Print verbatim every line starting at the one that contains "written like [221,190]." and ending at the final line of the records; include both endpoints.
** Begin Data entries **
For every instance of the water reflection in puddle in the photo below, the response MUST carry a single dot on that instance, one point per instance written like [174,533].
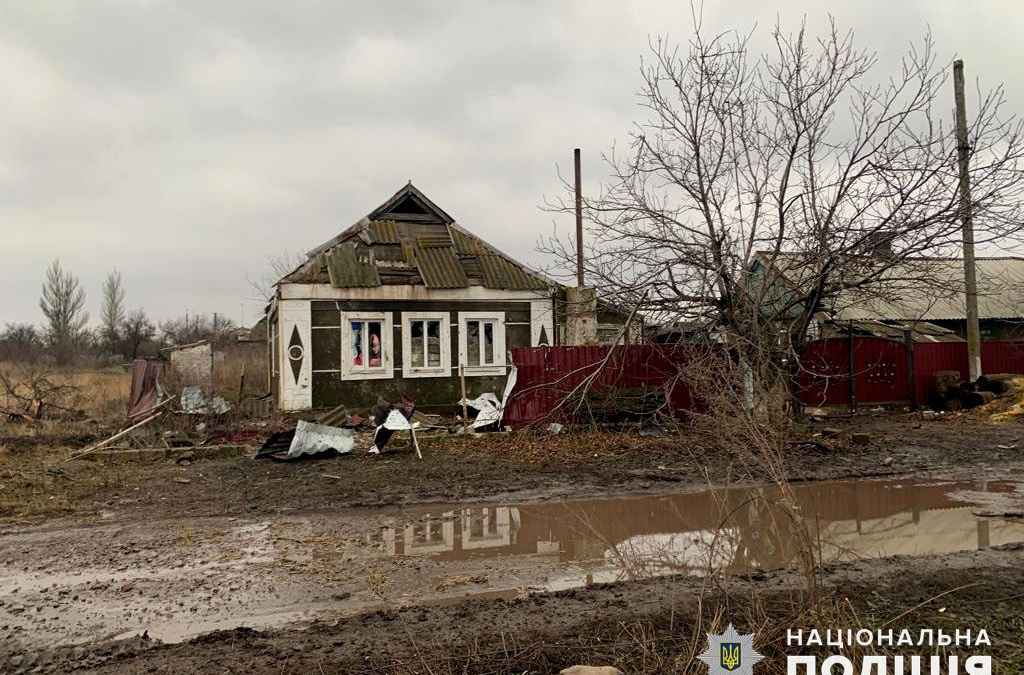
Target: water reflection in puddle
[734,531]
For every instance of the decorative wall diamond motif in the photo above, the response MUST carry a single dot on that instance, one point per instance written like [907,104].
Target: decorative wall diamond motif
[295,352]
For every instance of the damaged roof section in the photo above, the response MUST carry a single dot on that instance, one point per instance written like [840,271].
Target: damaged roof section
[410,240]
[346,269]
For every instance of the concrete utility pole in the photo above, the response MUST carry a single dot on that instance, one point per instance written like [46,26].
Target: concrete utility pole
[970,272]
[579,182]
[581,325]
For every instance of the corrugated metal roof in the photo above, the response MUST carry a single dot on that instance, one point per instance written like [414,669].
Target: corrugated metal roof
[920,289]
[439,267]
[347,270]
[1000,292]
[499,272]
[467,245]
[434,241]
[383,231]
[425,239]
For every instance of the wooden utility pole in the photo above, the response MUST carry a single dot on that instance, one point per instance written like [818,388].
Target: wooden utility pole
[579,183]
[970,272]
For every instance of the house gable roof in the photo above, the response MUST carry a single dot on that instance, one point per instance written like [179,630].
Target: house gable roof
[411,240]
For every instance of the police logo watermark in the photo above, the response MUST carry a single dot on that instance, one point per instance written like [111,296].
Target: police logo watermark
[730,654]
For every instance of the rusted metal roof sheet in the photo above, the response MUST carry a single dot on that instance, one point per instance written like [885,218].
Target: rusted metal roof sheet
[919,289]
[467,245]
[347,270]
[439,267]
[499,272]
[433,241]
[1000,292]
[383,231]
[410,233]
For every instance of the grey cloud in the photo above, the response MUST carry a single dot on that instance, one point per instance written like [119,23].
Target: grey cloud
[185,141]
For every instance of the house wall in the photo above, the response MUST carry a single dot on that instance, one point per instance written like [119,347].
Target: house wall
[317,324]
[329,389]
[991,329]
[295,365]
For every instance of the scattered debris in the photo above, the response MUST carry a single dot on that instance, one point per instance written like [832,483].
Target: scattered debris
[342,418]
[145,392]
[488,412]
[389,419]
[119,434]
[276,446]
[590,670]
[462,581]
[310,438]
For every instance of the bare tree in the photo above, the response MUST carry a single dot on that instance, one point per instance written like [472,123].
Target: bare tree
[112,312]
[799,159]
[62,302]
[19,342]
[137,329]
[197,327]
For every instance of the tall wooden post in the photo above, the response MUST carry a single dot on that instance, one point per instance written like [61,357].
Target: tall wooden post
[911,385]
[579,212]
[851,363]
[970,279]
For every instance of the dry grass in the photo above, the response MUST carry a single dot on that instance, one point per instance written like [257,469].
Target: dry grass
[98,393]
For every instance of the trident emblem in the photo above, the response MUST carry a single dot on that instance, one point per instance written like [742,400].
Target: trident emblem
[730,656]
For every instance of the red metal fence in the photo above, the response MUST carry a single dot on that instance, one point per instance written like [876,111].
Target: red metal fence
[548,375]
[882,372]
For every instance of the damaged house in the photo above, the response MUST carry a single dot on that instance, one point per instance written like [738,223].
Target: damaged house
[397,304]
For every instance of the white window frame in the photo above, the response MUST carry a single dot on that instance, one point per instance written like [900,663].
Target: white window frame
[408,370]
[351,372]
[498,318]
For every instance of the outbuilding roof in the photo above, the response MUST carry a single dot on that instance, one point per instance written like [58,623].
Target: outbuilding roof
[920,289]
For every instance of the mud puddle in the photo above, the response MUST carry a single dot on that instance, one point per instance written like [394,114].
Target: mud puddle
[177,580]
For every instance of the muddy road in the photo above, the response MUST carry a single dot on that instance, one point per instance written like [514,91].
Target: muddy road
[162,566]
[68,586]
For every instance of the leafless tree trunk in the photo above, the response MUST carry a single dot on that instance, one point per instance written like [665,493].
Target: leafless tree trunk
[62,302]
[112,311]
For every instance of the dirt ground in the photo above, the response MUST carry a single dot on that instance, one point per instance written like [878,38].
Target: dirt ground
[74,537]
[522,466]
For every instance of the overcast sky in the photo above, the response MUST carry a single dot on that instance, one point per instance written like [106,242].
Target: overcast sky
[183,142]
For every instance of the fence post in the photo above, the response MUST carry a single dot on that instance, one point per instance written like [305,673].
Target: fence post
[911,384]
[852,373]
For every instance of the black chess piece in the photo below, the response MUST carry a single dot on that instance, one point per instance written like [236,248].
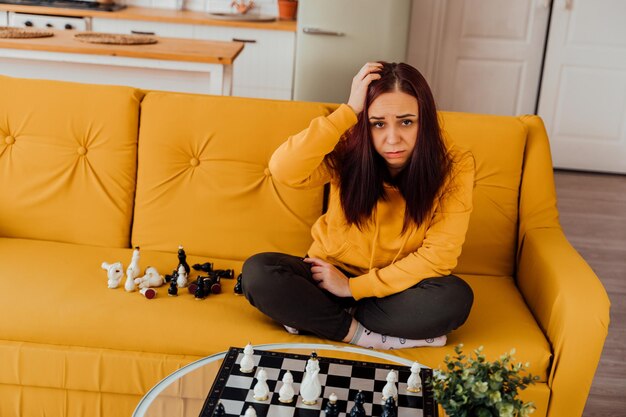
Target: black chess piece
[389,409]
[205,267]
[219,410]
[182,259]
[358,410]
[238,288]
[331,409]
[173,289]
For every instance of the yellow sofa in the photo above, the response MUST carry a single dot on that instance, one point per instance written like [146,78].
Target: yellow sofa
[88,171]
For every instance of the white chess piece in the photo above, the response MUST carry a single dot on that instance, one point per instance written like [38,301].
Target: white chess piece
[286,392]
[311,388]
[390,390]
[152,278]
[247,361]
[261,389]
[181,280]
[115,272]
[132,271]
[414,383]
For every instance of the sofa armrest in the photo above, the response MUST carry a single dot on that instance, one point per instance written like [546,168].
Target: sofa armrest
[572,307]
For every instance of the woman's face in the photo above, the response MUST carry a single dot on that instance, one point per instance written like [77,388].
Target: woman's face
[393,124]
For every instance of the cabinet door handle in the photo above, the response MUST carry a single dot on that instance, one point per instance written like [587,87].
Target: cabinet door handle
[137,32]
[316,31]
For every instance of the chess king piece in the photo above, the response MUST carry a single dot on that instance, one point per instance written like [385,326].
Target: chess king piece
[311,388]
[331,409]
[414,383]
[389,409]
[149,293]
[182,259]
[181,279]
[358,410]
[247,361]
[286,392]
[390,390]
[238,288]
[132,271]
[261,389]
[115,272]
[151,279]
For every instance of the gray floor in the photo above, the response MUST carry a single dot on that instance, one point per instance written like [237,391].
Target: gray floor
[593,215]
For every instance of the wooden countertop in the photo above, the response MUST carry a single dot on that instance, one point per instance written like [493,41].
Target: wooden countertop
[170,49]
[154,15]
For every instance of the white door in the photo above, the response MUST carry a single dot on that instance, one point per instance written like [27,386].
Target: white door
[583,94]
[484,56]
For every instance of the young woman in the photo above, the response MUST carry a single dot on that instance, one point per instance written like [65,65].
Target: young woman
[378,273]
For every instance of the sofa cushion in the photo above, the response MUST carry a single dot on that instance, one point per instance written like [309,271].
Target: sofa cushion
[497,143]
[63,299]
[67,161]
[203,179]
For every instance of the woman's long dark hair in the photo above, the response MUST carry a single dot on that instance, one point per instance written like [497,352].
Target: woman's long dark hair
[362,172]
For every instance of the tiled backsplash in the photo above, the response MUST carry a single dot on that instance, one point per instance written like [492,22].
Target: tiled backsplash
[265,7]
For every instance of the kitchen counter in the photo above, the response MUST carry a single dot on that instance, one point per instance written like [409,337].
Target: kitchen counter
[154,15]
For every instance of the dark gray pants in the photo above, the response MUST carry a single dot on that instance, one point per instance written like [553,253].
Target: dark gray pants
[282,287]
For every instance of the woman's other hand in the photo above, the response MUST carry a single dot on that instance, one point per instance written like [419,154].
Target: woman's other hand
[329,278]
[360,82]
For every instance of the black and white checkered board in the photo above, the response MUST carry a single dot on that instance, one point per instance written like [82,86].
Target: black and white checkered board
[343,377]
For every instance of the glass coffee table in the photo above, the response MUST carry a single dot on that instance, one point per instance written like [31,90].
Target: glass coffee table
[184,392]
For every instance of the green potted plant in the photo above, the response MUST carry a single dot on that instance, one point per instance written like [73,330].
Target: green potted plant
[470,386]
[287,9]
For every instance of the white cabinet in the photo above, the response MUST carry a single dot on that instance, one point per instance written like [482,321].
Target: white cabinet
[583,93]
[264,69]
[169,30]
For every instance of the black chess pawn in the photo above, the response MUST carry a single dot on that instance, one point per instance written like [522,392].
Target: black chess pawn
[331,409]
[173,289]
[205,267]
[219,410]
[358,410]
[182,259]
[238,288]
[389,409]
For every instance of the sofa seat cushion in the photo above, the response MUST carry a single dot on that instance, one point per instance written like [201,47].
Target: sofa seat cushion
[62,299]
[68,161]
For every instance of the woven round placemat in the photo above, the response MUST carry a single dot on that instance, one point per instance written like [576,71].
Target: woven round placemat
[11,32]
[114,39]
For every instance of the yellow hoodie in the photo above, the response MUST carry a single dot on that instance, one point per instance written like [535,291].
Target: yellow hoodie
[384,261]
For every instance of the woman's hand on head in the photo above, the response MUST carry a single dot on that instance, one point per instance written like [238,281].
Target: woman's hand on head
[360,83]
[329,278]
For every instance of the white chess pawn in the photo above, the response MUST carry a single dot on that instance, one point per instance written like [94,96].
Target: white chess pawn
[261,389]
[390,390]
[181,280]
[115,272]
[247,361]
[414,383]
[311,388]
[286,392]
[152,278]
[132,271]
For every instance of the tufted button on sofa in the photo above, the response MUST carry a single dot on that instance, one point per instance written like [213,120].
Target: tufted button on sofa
[88,172]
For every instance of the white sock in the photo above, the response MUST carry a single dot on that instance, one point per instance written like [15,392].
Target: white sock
[369,339]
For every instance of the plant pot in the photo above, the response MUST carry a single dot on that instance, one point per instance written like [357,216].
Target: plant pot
[287,9]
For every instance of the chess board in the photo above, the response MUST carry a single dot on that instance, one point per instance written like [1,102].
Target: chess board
[345,378]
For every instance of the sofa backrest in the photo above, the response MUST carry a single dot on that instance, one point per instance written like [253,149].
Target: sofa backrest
[497,143]
[67,161]
[203,180]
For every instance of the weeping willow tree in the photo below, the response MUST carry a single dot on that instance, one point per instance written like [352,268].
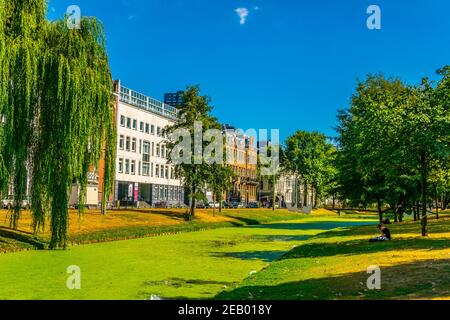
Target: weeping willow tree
[58,112]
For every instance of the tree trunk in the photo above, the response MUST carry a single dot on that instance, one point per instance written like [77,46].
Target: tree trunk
[273,202]
[305,195]
[424,196]
[437,202]
[192,213]
[380,211]
[214,204]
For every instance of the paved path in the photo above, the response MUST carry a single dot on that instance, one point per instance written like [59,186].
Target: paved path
[189,265]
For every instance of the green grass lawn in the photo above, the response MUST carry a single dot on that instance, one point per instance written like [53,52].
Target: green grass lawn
[188,265]
[333,265]
[92,227]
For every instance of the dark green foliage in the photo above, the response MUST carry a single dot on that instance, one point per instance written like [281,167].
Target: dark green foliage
[58,111]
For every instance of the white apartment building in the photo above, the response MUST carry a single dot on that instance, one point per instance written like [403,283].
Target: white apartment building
[143,176]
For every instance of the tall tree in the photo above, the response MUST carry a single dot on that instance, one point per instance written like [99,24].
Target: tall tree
[58,111]
[220,181]
[308,154]
[194,120]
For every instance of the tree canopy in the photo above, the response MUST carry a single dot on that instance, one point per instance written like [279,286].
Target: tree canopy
[394,143]
[56,102]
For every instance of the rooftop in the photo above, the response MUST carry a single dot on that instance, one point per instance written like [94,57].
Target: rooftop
[147,103]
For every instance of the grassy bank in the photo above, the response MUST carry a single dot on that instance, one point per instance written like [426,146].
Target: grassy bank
[189,265]
[334,265]
[92,227]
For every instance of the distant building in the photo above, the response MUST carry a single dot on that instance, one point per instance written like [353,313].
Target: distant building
[143,175]
[242,156]
[174,99]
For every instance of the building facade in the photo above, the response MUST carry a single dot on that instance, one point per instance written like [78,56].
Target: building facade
[174,99]
[143,175]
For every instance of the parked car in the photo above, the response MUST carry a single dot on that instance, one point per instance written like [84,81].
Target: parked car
[201,205]
[238,205]
[226,205]
[213,205]
[9,203]
[252,205]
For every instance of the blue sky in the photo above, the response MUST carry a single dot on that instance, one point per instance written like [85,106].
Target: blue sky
[290,65]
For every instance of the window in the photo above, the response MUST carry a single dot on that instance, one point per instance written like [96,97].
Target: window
[133,167]
[127,166]
[146,159]
[121,141]
[156,192]
[127,144]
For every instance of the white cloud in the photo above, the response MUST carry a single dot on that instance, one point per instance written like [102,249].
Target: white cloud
[243,14]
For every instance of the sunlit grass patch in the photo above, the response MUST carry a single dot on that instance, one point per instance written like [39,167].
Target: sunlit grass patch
[333,265]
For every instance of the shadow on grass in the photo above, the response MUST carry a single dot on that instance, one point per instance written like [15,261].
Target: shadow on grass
[281,238]
[170,214]
[310,226]
[434,227]
[266,256]
[355,247]
[418,280]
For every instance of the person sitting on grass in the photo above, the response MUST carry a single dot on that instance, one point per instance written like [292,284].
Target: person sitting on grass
[385,234]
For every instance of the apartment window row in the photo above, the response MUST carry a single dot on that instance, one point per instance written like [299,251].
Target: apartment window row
[143,147]
[146,127]
[145,168]
[168,193]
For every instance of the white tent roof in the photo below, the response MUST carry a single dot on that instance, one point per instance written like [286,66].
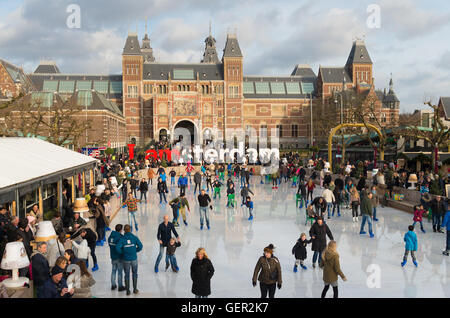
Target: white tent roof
[24,159]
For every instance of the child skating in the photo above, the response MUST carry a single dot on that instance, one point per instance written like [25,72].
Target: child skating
[299,251]
[410,245]
[249,205]
[170,255]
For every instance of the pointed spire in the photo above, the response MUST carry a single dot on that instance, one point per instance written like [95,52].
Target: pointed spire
[210,54]
[391,86]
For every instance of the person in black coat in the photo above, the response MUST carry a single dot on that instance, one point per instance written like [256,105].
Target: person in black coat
[202,271]
[320,205]
[143,188]
[318,232]
[438,211]
[299,251]
[40,268]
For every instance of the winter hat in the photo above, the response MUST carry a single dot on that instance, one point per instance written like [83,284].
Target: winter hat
[57,270]
[269,249]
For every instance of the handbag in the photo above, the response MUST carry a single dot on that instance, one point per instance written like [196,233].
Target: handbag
[272,275]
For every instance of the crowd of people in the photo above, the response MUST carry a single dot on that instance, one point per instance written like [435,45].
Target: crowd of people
[320,193]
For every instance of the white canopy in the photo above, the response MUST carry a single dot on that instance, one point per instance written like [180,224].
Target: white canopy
[26,159]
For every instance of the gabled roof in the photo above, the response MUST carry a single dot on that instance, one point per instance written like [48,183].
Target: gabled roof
[358,54]
[206,71]
[17,75]
[334,75]
[210,54]
[303,70]
[132,46]
[47,67]
[445,101]
[232,48]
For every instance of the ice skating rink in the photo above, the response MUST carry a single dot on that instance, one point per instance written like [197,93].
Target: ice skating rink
[234,244]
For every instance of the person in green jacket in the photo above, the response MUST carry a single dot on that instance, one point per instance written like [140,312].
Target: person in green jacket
[129,245]
[366,211]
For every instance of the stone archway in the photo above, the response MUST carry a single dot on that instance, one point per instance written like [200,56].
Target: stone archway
[185,129]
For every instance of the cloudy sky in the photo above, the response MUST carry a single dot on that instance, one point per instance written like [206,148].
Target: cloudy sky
[412,41]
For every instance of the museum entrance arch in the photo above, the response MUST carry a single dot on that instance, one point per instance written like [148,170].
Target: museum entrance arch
[186,132]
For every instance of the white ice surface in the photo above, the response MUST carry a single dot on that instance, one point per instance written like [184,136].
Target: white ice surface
[234,244]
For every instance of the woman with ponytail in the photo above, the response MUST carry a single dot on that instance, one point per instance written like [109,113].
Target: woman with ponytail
[331,269]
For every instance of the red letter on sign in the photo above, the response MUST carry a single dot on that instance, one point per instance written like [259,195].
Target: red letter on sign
[167,152]
[151,153]
[131,150]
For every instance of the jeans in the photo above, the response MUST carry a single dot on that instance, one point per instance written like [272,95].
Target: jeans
[94,258]
[161,196]
[126,266]
[182,190]
[117,267]
[189,176]
[355,209]
[317,255]
[204,210]
[161,252]
[131,217]
[329,207]
[267,289]
[436,221]
[336,206]
[369,221]
[172,260]
[413,256]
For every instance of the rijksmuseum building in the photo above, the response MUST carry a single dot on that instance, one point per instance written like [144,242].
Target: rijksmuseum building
[214,96]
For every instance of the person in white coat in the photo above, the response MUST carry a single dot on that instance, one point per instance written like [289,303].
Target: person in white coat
[329,198]
[55,249]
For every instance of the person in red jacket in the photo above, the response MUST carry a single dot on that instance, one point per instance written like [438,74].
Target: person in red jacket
[418,214]
[310,188]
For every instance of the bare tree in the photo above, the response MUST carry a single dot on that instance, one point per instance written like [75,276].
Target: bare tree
[60,122]
[437,136]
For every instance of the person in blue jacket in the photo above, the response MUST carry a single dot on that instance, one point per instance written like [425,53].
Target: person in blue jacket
[446,224]
[116,261]
[56,285]
[410,245]
[182,183]
[129,245]
[249,205]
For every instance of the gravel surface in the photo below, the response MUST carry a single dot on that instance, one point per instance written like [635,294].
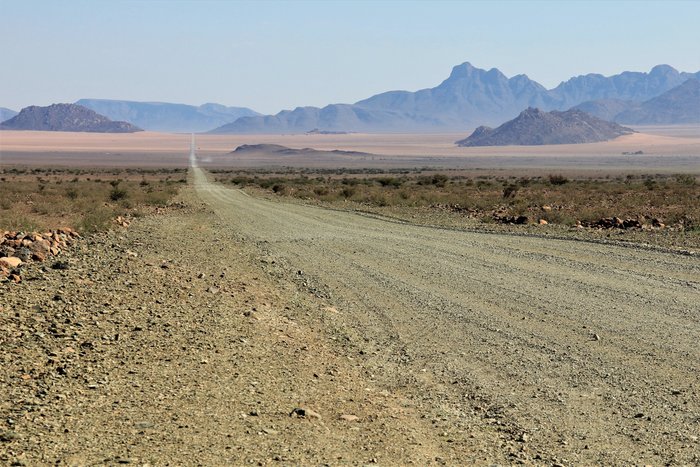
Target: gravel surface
[573,352]
[234,330]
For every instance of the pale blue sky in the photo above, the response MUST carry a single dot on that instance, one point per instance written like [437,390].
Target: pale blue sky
[273,55]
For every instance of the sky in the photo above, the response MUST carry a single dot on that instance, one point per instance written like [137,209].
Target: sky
[274,55]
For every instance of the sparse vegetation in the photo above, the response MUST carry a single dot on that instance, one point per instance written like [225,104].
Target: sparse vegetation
[88,201]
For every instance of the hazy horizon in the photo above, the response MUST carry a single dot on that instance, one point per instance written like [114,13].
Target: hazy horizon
[271,56]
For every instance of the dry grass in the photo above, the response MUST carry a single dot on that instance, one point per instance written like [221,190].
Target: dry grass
[88,201]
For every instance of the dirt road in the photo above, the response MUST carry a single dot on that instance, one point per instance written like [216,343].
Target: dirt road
[567,352]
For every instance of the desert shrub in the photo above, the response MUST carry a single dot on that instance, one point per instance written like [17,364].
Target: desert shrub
[348,192]
[390,182]
[686,179]
[117,193]
[557,179]
[509,191]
** End Data entries **
== Reply to the task ==
For every instance of the dry grass in the photo above, the response MUST carry a single dot on that instance, one point per instance written like [221,190].
Target: dry grass
[88,201]
For every instance of the dirt road in the photo above, the response MUST carry a single dot on that instance, one point per instance written like [216,343].
Target: dirt road
[567,352]
For every instance of the desert shrub in the photo above, the response MUST carry a single dot on that instance, one point per instance written like [17,364].
Target: desert shrub
[348,192]
[390,182]
[686,179]
[117,193]
[557,179]
[509,191]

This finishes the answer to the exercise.